■ Short exercise
Write each line exactly as it stands, from the line containing "Mark one point per instance of the power" through the end of the data.

■ Records shown
########################################

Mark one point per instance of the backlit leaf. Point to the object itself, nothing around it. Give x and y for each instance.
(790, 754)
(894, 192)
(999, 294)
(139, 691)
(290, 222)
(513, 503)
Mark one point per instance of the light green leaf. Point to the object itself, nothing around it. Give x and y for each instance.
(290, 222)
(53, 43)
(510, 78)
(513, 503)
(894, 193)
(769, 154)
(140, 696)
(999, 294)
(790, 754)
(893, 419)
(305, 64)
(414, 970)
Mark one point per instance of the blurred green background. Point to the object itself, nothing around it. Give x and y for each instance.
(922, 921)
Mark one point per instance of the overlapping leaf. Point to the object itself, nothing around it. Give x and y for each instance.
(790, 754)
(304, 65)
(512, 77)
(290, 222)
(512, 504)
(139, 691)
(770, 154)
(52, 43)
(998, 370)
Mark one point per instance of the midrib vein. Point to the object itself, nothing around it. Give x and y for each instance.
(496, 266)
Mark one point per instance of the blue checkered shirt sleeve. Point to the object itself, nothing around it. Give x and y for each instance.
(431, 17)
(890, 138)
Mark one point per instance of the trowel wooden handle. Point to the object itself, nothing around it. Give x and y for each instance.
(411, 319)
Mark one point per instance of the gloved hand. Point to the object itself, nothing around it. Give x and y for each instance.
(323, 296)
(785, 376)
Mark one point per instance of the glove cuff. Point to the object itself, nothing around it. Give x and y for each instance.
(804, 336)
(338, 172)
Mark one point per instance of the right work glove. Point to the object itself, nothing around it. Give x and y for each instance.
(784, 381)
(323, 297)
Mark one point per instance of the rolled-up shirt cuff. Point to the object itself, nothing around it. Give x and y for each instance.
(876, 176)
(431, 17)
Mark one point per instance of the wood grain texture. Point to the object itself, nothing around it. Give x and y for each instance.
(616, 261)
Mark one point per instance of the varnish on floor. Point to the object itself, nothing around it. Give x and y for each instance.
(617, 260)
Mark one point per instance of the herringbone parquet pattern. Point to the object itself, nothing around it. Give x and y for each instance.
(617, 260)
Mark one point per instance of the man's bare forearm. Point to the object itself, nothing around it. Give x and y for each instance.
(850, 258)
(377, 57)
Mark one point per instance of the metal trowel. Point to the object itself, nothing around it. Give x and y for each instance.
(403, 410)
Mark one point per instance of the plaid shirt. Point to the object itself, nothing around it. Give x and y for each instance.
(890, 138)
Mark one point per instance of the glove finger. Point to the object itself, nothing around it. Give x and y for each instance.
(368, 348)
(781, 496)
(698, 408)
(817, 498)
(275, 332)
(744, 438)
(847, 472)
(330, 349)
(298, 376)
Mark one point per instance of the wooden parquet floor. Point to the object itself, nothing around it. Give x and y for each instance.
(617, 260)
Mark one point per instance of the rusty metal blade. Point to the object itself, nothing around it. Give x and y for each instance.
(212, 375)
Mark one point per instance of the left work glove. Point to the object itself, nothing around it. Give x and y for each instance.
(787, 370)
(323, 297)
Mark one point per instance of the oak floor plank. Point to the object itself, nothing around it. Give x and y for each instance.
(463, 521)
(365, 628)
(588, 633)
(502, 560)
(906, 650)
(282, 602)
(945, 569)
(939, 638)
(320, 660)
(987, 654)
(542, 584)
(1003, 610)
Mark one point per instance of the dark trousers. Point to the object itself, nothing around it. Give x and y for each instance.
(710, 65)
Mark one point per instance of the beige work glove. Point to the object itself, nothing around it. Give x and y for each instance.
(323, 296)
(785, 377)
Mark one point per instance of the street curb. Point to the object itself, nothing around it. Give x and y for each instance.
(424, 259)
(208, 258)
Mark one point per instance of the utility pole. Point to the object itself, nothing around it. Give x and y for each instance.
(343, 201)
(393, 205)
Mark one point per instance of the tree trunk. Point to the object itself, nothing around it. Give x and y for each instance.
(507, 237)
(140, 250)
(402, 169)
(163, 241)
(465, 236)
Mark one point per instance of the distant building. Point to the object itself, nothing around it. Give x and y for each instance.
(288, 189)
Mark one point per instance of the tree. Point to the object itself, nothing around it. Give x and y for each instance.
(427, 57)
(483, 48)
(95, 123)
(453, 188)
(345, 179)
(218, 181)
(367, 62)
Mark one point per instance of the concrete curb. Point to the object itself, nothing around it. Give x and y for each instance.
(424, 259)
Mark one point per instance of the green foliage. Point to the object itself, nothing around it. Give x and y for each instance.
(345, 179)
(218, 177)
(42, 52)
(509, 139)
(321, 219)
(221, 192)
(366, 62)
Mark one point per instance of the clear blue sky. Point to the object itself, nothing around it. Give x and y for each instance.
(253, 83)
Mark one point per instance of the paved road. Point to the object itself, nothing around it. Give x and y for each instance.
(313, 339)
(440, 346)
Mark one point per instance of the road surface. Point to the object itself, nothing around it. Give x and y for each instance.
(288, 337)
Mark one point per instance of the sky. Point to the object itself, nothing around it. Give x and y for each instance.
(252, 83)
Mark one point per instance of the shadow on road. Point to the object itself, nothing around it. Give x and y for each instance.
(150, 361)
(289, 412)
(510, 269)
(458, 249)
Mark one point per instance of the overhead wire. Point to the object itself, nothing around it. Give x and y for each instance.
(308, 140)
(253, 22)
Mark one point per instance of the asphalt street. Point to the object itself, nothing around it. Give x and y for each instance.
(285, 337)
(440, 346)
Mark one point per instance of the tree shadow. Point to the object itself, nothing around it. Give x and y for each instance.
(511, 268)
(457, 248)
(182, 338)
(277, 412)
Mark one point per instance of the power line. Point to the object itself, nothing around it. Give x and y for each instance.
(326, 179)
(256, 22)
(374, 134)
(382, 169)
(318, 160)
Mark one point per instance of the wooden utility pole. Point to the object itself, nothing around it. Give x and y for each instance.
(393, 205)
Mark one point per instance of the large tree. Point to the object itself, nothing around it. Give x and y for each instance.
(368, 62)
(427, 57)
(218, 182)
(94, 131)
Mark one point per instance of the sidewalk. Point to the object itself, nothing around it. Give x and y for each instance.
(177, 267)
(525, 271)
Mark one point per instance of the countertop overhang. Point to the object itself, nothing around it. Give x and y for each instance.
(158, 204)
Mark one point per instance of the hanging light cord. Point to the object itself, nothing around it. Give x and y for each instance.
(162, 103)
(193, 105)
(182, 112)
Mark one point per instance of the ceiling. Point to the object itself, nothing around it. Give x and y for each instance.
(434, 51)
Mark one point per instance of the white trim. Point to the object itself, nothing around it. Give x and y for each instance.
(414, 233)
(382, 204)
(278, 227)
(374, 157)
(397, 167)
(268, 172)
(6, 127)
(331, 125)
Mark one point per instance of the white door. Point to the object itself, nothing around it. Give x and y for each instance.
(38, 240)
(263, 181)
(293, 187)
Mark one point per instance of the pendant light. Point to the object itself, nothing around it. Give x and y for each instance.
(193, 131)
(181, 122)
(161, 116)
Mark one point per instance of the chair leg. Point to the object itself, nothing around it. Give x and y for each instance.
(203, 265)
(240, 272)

########################################

■ Solution for this exercise
Mark one point per instance of the power line. Point to the object itself, nothing around it. Give x and y for each instance.
(326, 179)
(256, 22)
(374, 134)
(382, 169)
(318, 160)
Mark one point per instance of the wooden utility pole. Point to the object itself, nothing around it. Give x and y for each instance.
(393, 205)
Mark one point per instance of the large tree. Point to the object itself, nothing around it. Give x and y for each instance.
(368, 62)
(427, 57)
(218, 182)
(94, 131)
Mark one point per instance of the sidewalk. Point to the object itself, nothing around it. Give x and y for each instance.
(177, 267)
(525, 271)
Mark one point per instance of the countertop overhang. Point to the object itself, nothing around it. Give x and y for each instance.
(158, 204)
Mark one point per instance of the hanging light cord. Point to the object itself, nothing around it. Give x and y for each instance.
(162, 103)
(193, 105)
(182, 112)
Mark one point per instance of the ceiling. Point to the object itself, nothing around it. Give x and y for each instance.
(434, 51)
Mark one point per instance of the white trim. Point to the object itself, nothing around it. Give x and y for each instance.
(414, 233)
(382, 204)
(278, 227)
(374, 157)
(397, 167)
(268, 172)
(6, 127)
(331, 125)
Mark one point per instance of the white door. Point to the object itself, nothing around it. Give x and y for each instance.
(38, 240)
(263, 181)
(293, 187)
Mark one point per instance of the pendant light. Point to the object itself, nothing around it. Give x and y for each instance.
(193, 131)
(181, 122)
(161, 116)
Mark one point per instance of the chair leg. Point to the object itself, nothing around it. Give x and y for each instance.
(203, 265)
(240, 272)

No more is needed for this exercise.